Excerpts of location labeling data
━━━━━━━━━━━━━━━━

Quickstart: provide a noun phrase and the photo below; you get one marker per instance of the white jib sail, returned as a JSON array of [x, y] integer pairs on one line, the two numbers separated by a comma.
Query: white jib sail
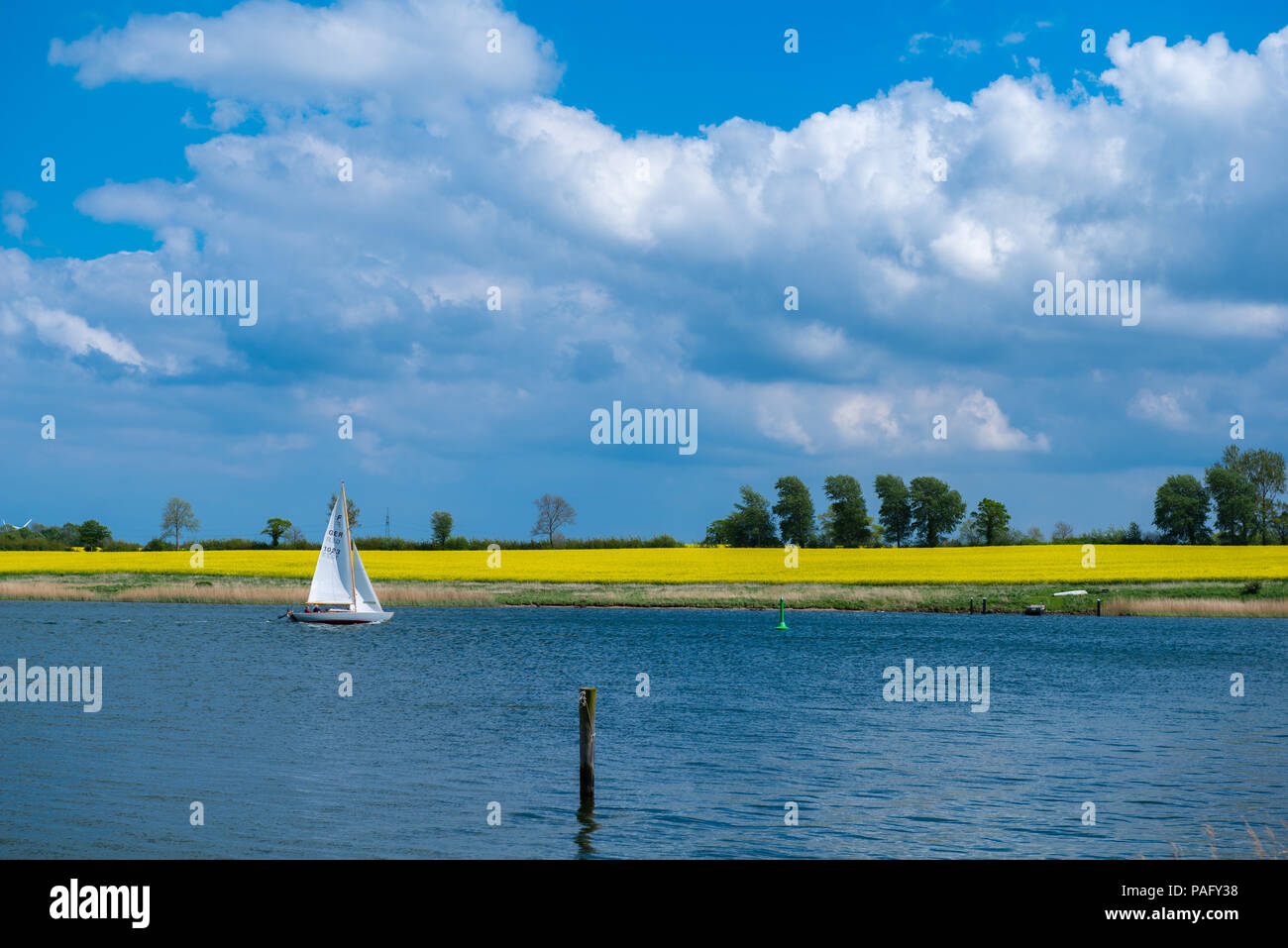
[[368, 600], [331, 576]]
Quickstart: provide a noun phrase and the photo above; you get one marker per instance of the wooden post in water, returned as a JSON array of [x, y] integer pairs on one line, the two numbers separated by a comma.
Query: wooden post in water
[[587, 719]]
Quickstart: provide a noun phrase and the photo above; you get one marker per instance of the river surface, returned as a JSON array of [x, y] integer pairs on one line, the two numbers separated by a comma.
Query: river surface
[[463, 714]]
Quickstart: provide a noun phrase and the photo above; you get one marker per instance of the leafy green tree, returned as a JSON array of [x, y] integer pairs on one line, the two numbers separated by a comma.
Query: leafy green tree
[[795, 511], [275, 528], [1280, 523], [351, 507], [896, 513], [441, 522], [717, 533], [176, 515], [1233, 496], [1180, 510], [845, 522], [993, 519], [935, 509], [1265, 471], [750, 523], [91, 535], [553, 513]]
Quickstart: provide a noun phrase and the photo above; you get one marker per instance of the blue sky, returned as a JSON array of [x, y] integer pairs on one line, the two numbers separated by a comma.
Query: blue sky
[[522, 170]]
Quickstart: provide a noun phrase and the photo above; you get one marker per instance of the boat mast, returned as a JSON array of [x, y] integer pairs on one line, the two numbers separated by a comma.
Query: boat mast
[[348, 539]]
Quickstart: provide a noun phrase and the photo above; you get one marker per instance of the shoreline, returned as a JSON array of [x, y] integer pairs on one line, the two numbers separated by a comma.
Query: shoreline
[[1183, 597]]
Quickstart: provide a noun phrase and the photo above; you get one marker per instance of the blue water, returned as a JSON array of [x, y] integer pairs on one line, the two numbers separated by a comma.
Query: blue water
[[456, 708]]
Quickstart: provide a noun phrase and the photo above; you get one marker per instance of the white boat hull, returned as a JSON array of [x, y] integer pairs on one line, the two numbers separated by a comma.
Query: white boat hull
[[342, 617]]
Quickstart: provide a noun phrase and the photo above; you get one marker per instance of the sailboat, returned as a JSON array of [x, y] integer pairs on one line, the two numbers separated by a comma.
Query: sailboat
[[342, 592]]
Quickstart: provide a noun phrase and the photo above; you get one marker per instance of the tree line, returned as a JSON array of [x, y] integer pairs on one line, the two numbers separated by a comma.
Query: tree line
[[923, 511], [1239, 492], [179, 522]]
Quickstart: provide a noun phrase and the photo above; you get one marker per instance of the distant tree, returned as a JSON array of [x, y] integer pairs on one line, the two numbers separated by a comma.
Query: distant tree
[[993, 519], [1180, 509], [717, 533], [876, 532], [275, 528], [845, 522], [441, 522], [351, 507], [1265, 471], [1233, 496], [91, 535], [935, 509], [750, 524], [553, 513], [896, 511], [1280, 523], [175, 517], [795, 511]]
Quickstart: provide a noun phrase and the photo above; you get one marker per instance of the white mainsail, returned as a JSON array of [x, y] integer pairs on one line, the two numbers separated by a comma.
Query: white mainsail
[[331, 576], [366, 595]]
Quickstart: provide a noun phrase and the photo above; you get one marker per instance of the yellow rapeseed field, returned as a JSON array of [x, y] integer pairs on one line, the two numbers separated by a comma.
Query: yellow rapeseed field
[[999, 565]]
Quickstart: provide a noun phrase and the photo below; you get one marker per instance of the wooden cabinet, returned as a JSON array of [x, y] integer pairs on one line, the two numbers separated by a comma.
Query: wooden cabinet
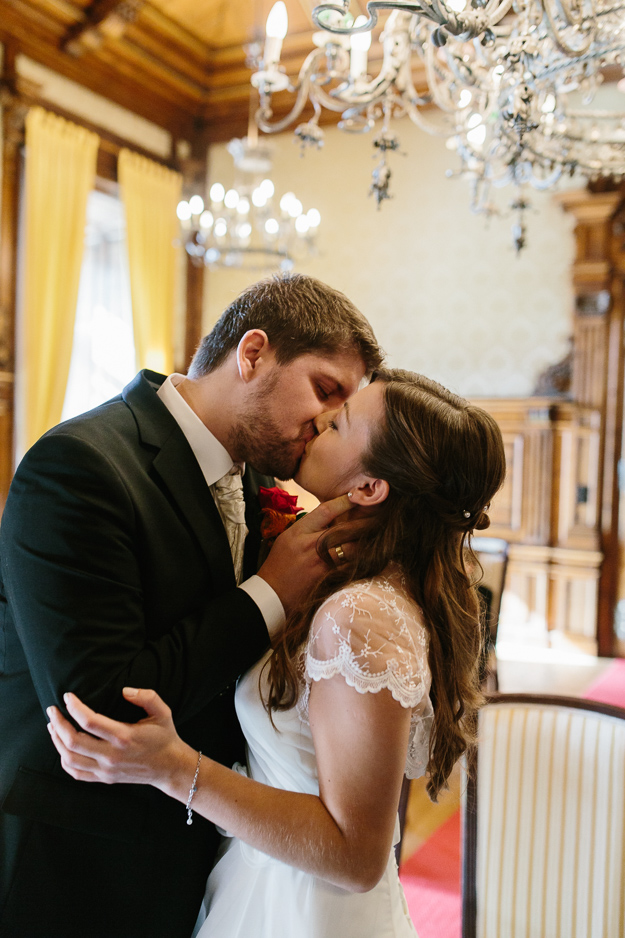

━━━━━━━━━━━━━━━━

[PROBLEM TO WORK ON] Rewrite the records from the line that contains "of the yellow" through the end of the records, requests included, multiplying every point coordinate in the answers by 2.25 and rounding to whole numbers, with halves rounded up. Leave the pictures out.

[COMPLETE RESPONSE]
Quickstart: provide a noun phrase and the photo above; you get one marker per instance of the yellow rapeseed field, returned as a JSON array of [x, y] integer pairs on one line, the two numbers separated by a comma.
Query: yellow rapeseed field
[[2248, 1271]]
Quickstart: provide a noun phrase and the photo below; you get one marker per instance of the wooden cabinet, returned as a JSON array of [x, y] integer pairs on one line, the two numbers separated by a comma.
Query: wooden cabinet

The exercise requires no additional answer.